• [REQUIRED WORK]: Return all of the data exactly as written, without the pictures.

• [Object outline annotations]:
▬▬▬

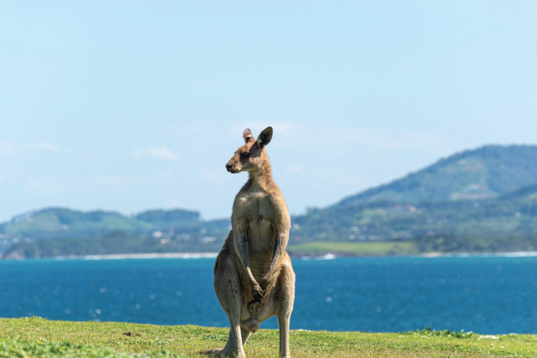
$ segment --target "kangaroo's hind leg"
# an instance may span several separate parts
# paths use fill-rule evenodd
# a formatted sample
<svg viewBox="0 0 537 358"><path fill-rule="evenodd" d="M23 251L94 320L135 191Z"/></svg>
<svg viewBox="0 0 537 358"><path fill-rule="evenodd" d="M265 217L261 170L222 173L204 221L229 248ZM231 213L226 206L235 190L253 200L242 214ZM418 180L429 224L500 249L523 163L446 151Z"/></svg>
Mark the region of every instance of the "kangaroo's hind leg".
<svg viewBox="0 0 537 358"><path fill-rule="evenodd" d="M274 308L280 331L280 357L289 358L289 324L295 300L295 273L290 261L282 268L275 291Z"/></svg>
<svg viewBox="0 0 537 358"><path fill-rule="evenodd" d="M226 347L220 352L213 350L212 353L216 353L220 356L245 358L243 337L245 338L244 340L245 342L249 332L243 333L241 331L241 286L238 274L230 255L221 253L216 261L214 271L214 289L220 305L228 315L230 330Z"/></svg>

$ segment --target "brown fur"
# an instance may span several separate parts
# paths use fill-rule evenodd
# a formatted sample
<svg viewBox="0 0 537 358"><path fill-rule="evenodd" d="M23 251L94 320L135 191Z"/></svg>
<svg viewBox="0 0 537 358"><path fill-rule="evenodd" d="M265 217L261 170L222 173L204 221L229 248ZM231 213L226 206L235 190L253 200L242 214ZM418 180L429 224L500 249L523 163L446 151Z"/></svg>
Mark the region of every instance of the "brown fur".
<svg viewBox="0 0 537 358"><path fill-rule="evenodd" d="M250 332L275 315L280 356L286 358L295 291L295 274L285 252L291 218L265 151L272 128L261 132L257 141L250 129L243 136L246 144L226 167L233 173L248 171L249 179L235 197L231 231L214 266L214 288L229 319L229 337L223 349L205 353L244 358Z"/></svg>

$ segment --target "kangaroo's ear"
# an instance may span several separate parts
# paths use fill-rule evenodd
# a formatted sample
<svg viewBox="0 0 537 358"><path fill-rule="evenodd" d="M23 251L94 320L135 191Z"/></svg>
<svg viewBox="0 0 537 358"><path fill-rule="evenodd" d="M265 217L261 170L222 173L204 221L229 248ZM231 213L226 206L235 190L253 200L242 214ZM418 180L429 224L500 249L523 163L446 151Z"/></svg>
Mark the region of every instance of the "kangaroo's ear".
<svg viewBox="0 0 537 358"><path fill-rule="evenodd" d="M252 131L248 128L244 129L242 133L242 137L244 138L244 141L248 143L250 141L255 141L256 138L252 135Z"/></svg>
<svg viewBox="0 0 537 358"><path fill-rule="evenodd" d="M257 138L257 144L263 148L270 143L271 139L272 139L272 127L267 127L259 134L259 136Z"/></svg>

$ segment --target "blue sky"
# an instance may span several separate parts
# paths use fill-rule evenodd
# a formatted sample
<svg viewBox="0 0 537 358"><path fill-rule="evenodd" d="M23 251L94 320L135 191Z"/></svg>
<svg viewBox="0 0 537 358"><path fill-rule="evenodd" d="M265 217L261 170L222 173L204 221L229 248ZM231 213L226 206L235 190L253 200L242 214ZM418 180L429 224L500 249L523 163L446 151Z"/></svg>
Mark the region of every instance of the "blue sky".
<svg viewBox="0 0 537 358"><path fill-rule="evenodd" d="M0 0L0 221L231 213L245 128L292 214L537 144L534 2Z"/></svg>

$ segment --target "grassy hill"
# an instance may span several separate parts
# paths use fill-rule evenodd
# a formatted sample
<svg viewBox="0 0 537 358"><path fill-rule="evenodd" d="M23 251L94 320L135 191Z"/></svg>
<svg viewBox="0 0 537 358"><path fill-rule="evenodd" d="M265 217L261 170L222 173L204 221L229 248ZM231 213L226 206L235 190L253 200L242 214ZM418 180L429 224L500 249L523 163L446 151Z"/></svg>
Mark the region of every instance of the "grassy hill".
<svg viewBox="0 0 537 358"><path fill-rule="evenodd" d="M226 344L229 328L66 322L0 318L0 358L8 357L185 357ZM430 330L400 333L292 330L294 358L530 358L537 335L482 335ZM246 357L278 355L275 330L259 330L245 346Z"/></svg>
<svg viewBox="0 0 537 358"><path fill-rule="evenodd" d="M488 145L441 159L404 178L346 198L336 206L365 201L483 200L535 182L537 146Z"/></svg>
<svg viewBox="0 0 537 358"><path fill-rule="evenodd" d="M47 208L13 217L0 225L0 233L38 239L90 238L113 231L139 233L199 223L199 213L182 209L148 210L127 216L114 211Z"/></svg>
<svg viewBox="0 0 537 358"><path fill-rule="evenodd" d="M292 222L297 255L537 251L537 146L458 153ZM126 216L50 208L0 225L0 256L216 251L229 230L229 219L183 209ZM405 245L346 245L386 241ZM345 245L303 245L314 242Z"/></svg>

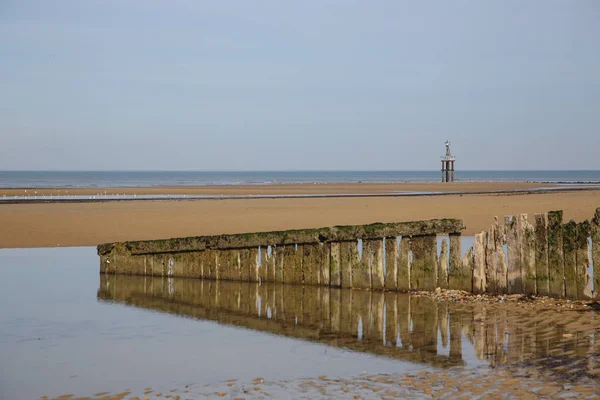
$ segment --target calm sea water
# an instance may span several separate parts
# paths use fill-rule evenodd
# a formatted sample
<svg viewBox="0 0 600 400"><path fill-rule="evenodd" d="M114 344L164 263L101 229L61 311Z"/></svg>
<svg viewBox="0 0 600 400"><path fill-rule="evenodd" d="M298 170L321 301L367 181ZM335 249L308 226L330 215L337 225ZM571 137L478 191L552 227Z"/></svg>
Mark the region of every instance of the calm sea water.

▬▬▬

• [FINISHED TASK]:
$ segment --target "kangaroo's hind leg"
# an instance may span several separate parts
# paths use fill-rule evenodd
# a formatted sample
<svg viewBox="0 0 537 358"><path fill-rule="evenodd" d="M23 251L94 320L135 191Z"/></svg>
<svg viewBox="0 0 537 358"><path fill-rule="evenodd" d="M265 217L261 170L222 173L204 221L229 248ZM231 213L226 206L235 190L253 200L242 214ZM418 180L429 224L500 249L523 163L446 151Z"/></svg>
Mark the region of every instance of the "kangaroo's hind leg".
<svg viewBox="0 0 537 358"><path fill-rule="evenodd" d="M274 308L280 331L280 357L289 358L289 324L295 300L295 273L290 261L282 268L275 291Z"/></svg>
<svg viewBox="0 0 537 358"><path fill-rule="evenodd" d="M226 347L220 352L213 350L212 353L216 353L220 356L245 358L243 337L245 338L244 340L245 342L249 332L243 333L241 331L241 286L238 274L230 255L221 253L216 261L214 271L214 289L220 305L228 315L230 330Z"/></svg>

$ segment --target "brown fur"
# an instance may span several separate parts
# paths use fill-rule evenodd
# a formatted sample
<svg viewBox="0 0 537 358"><path fill-rule="evenodd" d="M23 251L94 320L135 191Z"/></svg>
<svg viewBox="0 0 537 358"><path fill-rule="evenodd" d="M265 217L261 170L222 173L204 221L229 248ZM231 213L226 206L235 190L253 200L242 214ZM418 180L429 224L500 249L523 163L446 151Z"/></svg>
Mark the region of every instance of the "brown fur".
<svg viewBox="0 0 537 358"><path fill-rule="evenodd" d="M250 332L275 315L280 356L286 358L295 291L295 274L285 252L291 218L265 151L272 128L261 132L257 141L250 129L243 136L246 144L226 167L233 173L248 171L249 179L235 197L231 231L214 266L214 288L229 319L229 337L223 349L205 353L244 358Z"/></svg>

$ segment --target "kangaroo's ear"
# an instance may span several separate parts
# paths use fill-rule evenodd
# a formatted sample
<svg viewBox="0 0 537 358"><path fill-rule="evenodd" d="M23 251L94 320L135 191Z"/></svg>
<svg viewBox="0 0 537 358"><path fill-rule="evenodd" d="M265 217L261 170L222 173L204 221L229 248ZM231 213L226 206L235 190L253 200L242 214ZM418 180L429 224L500 249L523 163L446 151Z"/></svg>
Mark the region of every instance of the "kangaroo's ear".
<svg viewBox="0 0 537 358"><path fill-rule="evenodd" d="M252 131L248 128L244 129L242 133L242 137L244 138L244 141L248 143L250 141L255 141L256 138L252 135Z"/></svg>
<svg viewBox="0 0 537 358"><path fill-rule="evenodd" d="M257 138L257 144L263 148L270 143L271 139L272 139L272 127L267 127L259 134L259 136Z"/></svg>

$ segment --target "blue sky"
# an instance may span several separate parts
# paths use fill-rule evenodd
# a formatted sample
<svg viewBox="0 0 537 358"><path fill-rule="evenodd" d="M23 251L94 320L135 191Z"/></svg>
<svg viewBox="0 0 537 358"><path fill-rule="evenodd" d="M265 217L261 170L222 173L204 221L229 248ZM231 213L226 206L235 190L253 200L242 214ZM418 180L429 224L500 249L523 163L446 151Z"/></svg>
Mark the region of every instance of the "blue sky".
<svg viewBox="0 0 537 358"><path fill-rule="evenodd" d="M0 0L0 221L231 213L245 128L292 214L537 144L534 2Z"/></svg>

$ segment --target "grassy hill"
# an instance may span several separate parts
# paths use fill-rule evenodd
# a formatted sample
<svg viewBox="0 0 537 358"><path fill-rule="evenodd" d="M23 251L94 320L135 191Z"/></svg>
<svg viewBox="0 0 537 358"><path fill-rule="evenodd" d="M265 217L261 170L222 173L204 221L229 248ZM231 213L226 206L235 190L253 200L242 214ZM418 180L429 224L500 249L523 163L446 151Z"/></svg>
Mark the region of every instance of the "grassy hill".
<svg viewBox="0 0 537 358"><path fill-rule="evenodd" d="M226 344L229 328L66 322L0 318L0 358L8 357L185 357ZM430 330L400 333L292 330L294 358L530 358L537 335L482 335ZM246 357L278 355L275 330L259 330L245 346Z"/></svg>
<svg viewBox="0 0 537 358"><path fill-rule="evenodd" d="M488 145L441 159L404 178L346 198L336 206L365 201L483 200L535 182L537 146Z"/></svg>
<svg viewBox="0 0 537 358"><path fill-rule="evenodd" d="M47 208L13 217L0 225L0 233L38 239L90 238L113 231L139 233L199 223L199 213L182 209L148 210L127 216L114 211Z"/></svg>
<svg viewBox="0 0 537 358"><path fill-rule="evenodd" d="M292 222L297 255L537 251L537 146L458 153ZM126 216L50 208L0 225L0 256L216 251L229 230L229 219L183 209ZM405 245L346 245L386 241ZM345 245L303 245L314 242Z"/></svg>

$ segment --target calm sea water
# an instance may span several separate parts
# paths use fill-rule evenodd
# a formatted sample
<svg viewBox="0 0 600 400"><path fill-rule="evenodd" d="M114 344L164 263L101 229L61 311Z"/></svg>
<svg viewBox="0 0 600 400"><path fill-rule="evenodd" d="M298 170L321 301L367 181ZM335 249L308 226L330 215L337 225ZM571 137L478 191L552 227Z"/></svg>
Mark the region of every instance of the calm sea water.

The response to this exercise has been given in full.